• **Text extract**
****************

Wonder year
Scarcely believable Test wins, a world title, and a captain who turned into an assured leader - Sri Lanka's 2014 was seriously good
Andrew Fidel Fernando
02-Jan-2015
A Mahela Jayawardene hundred at the SSC, a Rangana Herath five-for in Galle, a manful overseas record for Kumar Sangakkara, and a double-digit batting collapse: beyond these, there are few certainties in Sri Lankan cricket. Fans have dared not expect much more.
Except that 2014 was different. It was kinda great. There were deflating losses too, particularly towards the back end, but in characteristic Sri Lankan style, please let's forget those for a minute. Let's pour ourselves a fresh coconut toddy, pick at some spicy bites and reminisce about the bloody superb, because, boy, it may not last very long.
Let's begin with Angelo Mathews. At the start of the year he was a pariah, captaining the last day of that Sharjah Test like his brain was on fire, not long before accusing Bangladesh of being boring, when he had been the one to set them 467 to win a Test.
At year's end, he is the deserving captain of virtually everyone's 2014 world Test team, and a double-nominee for the big ICC awards. His batting has been near-supernatural at times, on every continent he has played on, in every match situation. As a leader, he grew so much, so quickly, that he surely had a brain transplant sometime in February. Or had a crayon dislodged from it, Homer Simpson-style.

****************

• **Supplied entries**
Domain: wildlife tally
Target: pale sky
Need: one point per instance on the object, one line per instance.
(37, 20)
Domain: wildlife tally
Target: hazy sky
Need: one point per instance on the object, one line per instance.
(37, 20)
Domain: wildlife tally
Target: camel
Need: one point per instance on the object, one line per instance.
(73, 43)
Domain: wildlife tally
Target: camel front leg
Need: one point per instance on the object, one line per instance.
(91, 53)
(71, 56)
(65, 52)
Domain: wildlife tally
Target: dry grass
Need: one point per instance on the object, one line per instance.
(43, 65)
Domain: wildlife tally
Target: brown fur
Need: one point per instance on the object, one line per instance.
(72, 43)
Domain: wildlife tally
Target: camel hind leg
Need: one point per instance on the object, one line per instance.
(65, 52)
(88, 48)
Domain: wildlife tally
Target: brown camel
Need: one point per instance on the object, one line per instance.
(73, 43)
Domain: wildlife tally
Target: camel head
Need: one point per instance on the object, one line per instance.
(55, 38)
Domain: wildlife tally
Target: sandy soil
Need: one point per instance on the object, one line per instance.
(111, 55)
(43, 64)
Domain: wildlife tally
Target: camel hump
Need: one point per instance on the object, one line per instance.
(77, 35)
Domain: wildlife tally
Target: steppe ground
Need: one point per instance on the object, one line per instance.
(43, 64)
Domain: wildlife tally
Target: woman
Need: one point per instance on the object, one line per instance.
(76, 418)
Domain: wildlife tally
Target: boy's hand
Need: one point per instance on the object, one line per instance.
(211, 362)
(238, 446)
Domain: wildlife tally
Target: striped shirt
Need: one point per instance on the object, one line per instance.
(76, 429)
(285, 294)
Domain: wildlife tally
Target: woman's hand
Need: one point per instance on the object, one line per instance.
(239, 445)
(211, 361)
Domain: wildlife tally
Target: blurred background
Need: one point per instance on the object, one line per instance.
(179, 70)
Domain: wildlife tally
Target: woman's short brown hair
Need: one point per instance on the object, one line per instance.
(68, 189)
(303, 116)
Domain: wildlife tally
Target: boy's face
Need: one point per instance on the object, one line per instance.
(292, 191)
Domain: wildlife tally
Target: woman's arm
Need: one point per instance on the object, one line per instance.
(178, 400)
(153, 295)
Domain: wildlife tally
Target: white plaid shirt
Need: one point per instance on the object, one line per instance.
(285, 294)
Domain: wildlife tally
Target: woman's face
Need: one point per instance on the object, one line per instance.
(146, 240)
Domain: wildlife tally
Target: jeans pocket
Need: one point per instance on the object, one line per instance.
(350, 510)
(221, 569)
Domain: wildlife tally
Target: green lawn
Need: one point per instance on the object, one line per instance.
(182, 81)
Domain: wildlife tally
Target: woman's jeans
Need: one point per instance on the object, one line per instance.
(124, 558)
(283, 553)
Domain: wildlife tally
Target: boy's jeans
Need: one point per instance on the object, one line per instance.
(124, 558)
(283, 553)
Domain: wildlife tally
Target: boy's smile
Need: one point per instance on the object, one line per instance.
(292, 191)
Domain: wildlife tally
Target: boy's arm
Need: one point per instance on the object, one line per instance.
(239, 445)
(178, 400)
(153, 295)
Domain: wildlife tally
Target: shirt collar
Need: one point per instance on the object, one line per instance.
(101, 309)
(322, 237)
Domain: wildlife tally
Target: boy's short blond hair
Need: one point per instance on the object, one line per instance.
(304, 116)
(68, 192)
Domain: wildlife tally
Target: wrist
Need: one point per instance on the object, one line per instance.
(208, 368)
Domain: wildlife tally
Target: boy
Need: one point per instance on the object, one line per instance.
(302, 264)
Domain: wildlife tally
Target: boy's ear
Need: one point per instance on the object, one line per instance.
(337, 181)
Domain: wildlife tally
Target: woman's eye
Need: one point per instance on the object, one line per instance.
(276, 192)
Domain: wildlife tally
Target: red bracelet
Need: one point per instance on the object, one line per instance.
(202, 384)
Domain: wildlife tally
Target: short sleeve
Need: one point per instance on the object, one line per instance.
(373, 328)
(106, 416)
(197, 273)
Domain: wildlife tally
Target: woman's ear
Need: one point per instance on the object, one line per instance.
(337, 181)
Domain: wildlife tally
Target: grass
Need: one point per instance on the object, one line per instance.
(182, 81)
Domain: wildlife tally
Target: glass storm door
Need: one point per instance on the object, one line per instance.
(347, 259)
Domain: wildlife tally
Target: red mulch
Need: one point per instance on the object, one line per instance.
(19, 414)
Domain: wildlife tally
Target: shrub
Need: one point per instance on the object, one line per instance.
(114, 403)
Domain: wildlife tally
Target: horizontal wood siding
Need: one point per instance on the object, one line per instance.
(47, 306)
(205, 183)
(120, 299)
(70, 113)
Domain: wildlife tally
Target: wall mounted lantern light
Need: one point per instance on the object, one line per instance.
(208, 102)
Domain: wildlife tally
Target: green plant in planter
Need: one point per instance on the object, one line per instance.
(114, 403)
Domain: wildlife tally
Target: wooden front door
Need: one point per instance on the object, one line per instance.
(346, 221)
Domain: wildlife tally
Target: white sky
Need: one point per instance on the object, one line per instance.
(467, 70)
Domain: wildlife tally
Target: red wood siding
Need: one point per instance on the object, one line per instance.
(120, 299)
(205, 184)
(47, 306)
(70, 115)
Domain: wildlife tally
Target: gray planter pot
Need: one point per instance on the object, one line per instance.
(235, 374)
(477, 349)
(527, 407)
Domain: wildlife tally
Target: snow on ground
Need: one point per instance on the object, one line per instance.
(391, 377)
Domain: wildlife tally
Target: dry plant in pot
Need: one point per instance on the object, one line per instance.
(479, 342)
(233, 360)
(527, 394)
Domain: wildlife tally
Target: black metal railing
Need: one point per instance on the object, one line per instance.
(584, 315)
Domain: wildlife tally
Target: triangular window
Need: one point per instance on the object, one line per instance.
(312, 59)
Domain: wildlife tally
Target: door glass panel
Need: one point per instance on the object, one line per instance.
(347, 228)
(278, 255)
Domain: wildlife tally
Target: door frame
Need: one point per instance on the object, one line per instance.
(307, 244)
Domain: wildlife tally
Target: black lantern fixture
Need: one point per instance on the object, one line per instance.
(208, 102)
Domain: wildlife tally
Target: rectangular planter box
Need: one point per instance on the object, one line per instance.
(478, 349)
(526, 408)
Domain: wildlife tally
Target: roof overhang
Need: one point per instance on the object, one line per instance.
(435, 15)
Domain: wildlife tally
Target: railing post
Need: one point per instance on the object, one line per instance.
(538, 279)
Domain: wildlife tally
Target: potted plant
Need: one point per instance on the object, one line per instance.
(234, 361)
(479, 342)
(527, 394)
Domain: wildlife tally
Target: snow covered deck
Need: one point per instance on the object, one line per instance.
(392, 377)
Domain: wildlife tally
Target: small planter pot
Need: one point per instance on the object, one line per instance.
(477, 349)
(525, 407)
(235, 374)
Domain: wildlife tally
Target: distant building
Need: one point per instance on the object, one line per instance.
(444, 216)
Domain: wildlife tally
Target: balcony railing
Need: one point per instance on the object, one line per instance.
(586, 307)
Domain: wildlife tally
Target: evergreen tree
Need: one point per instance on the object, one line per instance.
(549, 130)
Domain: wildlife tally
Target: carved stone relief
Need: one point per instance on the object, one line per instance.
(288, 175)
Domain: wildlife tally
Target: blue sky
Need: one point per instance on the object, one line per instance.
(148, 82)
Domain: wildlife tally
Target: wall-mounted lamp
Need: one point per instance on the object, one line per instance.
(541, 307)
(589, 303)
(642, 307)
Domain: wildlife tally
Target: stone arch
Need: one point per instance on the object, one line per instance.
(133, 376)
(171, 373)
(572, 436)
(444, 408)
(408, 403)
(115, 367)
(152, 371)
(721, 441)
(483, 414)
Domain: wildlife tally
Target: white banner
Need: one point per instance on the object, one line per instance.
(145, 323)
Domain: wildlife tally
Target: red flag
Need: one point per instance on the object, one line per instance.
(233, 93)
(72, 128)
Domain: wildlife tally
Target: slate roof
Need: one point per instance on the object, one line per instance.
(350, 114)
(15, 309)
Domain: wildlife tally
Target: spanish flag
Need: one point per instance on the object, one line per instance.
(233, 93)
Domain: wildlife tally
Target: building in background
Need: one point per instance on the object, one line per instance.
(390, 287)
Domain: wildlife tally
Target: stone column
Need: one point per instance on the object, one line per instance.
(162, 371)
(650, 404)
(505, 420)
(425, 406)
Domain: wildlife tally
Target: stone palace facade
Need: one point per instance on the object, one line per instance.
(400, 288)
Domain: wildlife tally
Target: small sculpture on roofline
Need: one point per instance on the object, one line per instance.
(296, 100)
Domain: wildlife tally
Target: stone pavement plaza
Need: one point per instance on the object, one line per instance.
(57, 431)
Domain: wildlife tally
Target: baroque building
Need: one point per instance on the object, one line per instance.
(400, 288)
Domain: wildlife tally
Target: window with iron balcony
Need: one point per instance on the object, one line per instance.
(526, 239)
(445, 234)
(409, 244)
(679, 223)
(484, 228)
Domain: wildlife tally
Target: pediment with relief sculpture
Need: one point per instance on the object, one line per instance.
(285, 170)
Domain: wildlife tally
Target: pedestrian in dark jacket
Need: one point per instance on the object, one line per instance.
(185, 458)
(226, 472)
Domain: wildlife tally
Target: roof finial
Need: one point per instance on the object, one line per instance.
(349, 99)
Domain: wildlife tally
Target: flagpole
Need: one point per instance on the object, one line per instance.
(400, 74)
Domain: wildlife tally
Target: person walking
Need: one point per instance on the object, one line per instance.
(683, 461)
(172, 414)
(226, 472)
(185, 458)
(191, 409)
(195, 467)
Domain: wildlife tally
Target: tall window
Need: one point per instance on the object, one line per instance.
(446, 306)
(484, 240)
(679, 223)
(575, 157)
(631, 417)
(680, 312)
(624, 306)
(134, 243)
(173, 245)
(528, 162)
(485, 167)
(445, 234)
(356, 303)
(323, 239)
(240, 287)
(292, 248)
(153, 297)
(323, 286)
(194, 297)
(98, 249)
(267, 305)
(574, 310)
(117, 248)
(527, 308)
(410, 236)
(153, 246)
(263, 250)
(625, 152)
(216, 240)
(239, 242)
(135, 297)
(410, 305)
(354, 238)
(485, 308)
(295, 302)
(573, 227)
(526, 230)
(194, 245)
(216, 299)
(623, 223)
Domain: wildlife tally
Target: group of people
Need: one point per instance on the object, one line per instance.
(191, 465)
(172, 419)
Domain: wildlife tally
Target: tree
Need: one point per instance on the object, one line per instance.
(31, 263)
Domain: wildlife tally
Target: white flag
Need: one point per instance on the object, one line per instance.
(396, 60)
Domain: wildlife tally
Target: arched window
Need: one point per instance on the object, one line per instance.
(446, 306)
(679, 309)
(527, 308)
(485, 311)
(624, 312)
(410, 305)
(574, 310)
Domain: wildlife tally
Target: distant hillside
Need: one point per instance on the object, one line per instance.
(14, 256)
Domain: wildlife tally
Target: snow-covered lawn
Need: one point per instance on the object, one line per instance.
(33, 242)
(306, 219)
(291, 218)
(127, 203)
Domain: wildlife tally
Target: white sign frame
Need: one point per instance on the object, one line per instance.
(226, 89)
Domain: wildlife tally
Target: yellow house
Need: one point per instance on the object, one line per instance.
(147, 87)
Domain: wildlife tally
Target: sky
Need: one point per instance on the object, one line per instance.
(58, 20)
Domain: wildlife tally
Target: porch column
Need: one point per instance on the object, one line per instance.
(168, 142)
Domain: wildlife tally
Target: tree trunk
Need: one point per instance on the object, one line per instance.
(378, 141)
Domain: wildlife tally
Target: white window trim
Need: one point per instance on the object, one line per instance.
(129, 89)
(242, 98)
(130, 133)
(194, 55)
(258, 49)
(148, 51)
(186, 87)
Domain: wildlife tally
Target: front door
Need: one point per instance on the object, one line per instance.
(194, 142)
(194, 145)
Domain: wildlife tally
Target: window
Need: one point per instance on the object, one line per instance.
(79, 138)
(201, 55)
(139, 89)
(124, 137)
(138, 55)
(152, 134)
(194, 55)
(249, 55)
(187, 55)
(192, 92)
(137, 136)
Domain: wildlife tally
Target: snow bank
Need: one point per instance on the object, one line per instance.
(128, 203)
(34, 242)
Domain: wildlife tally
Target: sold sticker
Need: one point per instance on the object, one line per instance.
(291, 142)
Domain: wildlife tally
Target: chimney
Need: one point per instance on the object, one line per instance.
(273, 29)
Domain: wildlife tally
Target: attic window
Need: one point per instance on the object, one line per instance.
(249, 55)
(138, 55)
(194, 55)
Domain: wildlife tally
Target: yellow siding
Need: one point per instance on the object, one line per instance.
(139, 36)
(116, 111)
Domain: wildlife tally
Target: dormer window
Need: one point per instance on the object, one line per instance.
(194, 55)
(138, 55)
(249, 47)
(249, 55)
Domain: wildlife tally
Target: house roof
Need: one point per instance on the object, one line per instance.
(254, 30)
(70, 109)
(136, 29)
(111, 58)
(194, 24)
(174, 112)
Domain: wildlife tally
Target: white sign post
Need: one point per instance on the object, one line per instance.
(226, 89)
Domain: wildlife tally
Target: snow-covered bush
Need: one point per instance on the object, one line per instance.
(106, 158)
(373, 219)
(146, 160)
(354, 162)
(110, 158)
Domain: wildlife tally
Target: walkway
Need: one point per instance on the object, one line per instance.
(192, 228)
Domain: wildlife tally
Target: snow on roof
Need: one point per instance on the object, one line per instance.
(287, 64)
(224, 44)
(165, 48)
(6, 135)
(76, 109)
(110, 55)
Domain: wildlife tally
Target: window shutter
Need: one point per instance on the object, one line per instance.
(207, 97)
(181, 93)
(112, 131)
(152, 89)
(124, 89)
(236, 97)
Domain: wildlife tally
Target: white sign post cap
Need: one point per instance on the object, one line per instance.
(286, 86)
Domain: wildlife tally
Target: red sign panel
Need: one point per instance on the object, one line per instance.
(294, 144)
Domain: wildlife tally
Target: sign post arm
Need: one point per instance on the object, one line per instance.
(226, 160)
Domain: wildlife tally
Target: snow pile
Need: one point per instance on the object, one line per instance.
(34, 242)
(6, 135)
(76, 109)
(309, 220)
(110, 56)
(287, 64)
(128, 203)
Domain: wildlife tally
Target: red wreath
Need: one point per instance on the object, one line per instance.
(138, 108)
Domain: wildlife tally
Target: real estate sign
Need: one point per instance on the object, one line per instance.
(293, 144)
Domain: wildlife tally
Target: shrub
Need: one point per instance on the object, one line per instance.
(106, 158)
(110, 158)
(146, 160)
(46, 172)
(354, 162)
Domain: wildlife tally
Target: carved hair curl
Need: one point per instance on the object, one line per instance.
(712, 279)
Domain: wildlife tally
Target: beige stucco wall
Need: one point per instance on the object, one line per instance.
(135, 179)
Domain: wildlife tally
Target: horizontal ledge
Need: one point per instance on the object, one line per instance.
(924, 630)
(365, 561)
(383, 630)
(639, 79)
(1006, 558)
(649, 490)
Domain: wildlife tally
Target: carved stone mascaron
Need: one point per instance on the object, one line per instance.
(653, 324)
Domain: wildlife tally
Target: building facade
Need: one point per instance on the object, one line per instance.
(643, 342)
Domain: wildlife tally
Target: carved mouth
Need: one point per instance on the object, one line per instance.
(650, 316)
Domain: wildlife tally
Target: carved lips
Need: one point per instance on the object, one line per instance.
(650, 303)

****************

• **Written exercise 1**
Locate each line in the records that contains the string "house", and copy those lines.
• **Written exercise 2**
Write the next part of the article on Sri Lanka's 2014 cricket year, starting after its last sentence.
The cricket article and the records are unrelated pieces of material.

• **Final answer 1**
Target: yellow house
Target: house roof

• **Final answer 2**
It doesn't seem like Mathews will ever be the tactical mastermind Jayawardene was, or a visionary general like Arjuna Ranatunga, but as lead-from-the-fronters go, there was none better this year - not even Brendon McCullum, Misbah-ul-Haq or Steven Smith, given Mathews' consistently colossal contributions with bat and ball across all formats. His man management is making strides too: look at how well the younger players bat in partnership with him. A mass exodus of greatness is imminent in the next two years, but with Mathews at the helm there is a calmness about the transition. "Angie will do something" is the hope Sri Lanka fans cling to. At 27, he is already accustomed to this kind of expectation.
Angelo, you grow in stature everyday•AFP
Elsewhere, the Jayawardene-Sangakkara farewell tour has been pulling bumper crowds as the pair provides ripping latter-day renditions of their best work. Their last T20 match was the World T20 final win in Bangladesh, which was partly founded on Sangakkara's unbeaten 52.
In August, in Jayawardene's final Test, they put on a century partnership in their last meeting in the middle, pulling Sri Lanka out of a precarious place and setting them on course for a second Test win in a row against Pakistan.
Sangakkara signed off in Kandy with an ODI ton, in another victory, then the most delicious goodbye of all: the final act of the final home match together was a dismissal that read b Jayawardene st Sangakkara. The Premadasa has never been louder, or more enjoyable than at that moment, and that is a ground that sets seriously high standards on both those fronts.
The crowd-pleasing World T20 and Asia Cup wins aside, Sri Lanka were also exemplary in keeping Test cricket alive this year, playing five matches that went undecided into the last ten minutes of play. There was the Sharjah game, then the England Tests, one of which was a nerve-wracking draw, and the other a mind-melting win off the penultimate ball, when a lanky ex-amateur footballer from Chilaw sent a bouncer right at James Anderson's potty mouth and got him fending to a pudgy ex-banker from Kurunegala. There was the desperate search for wickets that never materialised - in the SSC Test against South Africa.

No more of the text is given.